→ **TASK**: Write out the entries below once more, exactly, with the pictures left out.

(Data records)
--
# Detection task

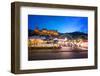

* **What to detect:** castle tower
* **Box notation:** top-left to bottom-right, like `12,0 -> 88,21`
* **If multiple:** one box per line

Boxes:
34,24 -> 39,30
33,24 -> 40,34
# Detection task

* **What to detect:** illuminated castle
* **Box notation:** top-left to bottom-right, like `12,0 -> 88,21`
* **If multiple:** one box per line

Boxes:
33,25 -> 59,36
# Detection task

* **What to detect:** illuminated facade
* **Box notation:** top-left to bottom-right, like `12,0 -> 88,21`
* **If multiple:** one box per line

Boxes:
33,25 -> 59,36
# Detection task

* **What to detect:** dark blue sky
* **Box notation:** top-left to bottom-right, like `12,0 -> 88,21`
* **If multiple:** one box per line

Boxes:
28,15 -> 88,33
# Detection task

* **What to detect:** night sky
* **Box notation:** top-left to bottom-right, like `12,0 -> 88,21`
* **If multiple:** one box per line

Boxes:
28,15 -> 88,33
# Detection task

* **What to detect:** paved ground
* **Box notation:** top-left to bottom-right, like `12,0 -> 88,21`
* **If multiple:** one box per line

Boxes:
--
→ **WRITTEN SOLUTION**:
# Detection task


* **What to detect:** castle tower
* **Box notation:** top-left to bottom-right, like `12,0 -> 88,21`
* **If multiple:** one box per line

Boxes:
34,24 -> 39,30
33,24 -> 40,34
# Detection task

* **What to detect:** illuminated castle
* **Box notation:** top-left to bottom-right, like `12,0 -> 88,21`
* **If multiple:** one box per line

Boxes:
33,25 -> 59,36
# Detection task

* **What to detect:** illuminated facade
* **Box notation:** top-left to bottom-right, like `12,0 -> 88,21`
* **If multiple:** one box per line

Boxes:
33,25 -> 59,36
# Detection task

* **What to detect:** dark blue sky
* **Box notation:** top-left to bottom-right, like `12,0 -> 88,21`
* **If multiple:** one box per line

Boxes:
28,15 -> 88,33
# Detection task

* **What to detect:** night sky
* **Box notation:** top-left to bottom-right, like `12,0 -> 88,21`
* **If multiple:** one box per line

Boxes:
28,15 -> 88,33
# Detection task

* **What to detect:** paved ground
* **Box notation:** top-left to bottom-right, like `12,0 -> 88,21`
* **If multiple:** one box per line

Boxes:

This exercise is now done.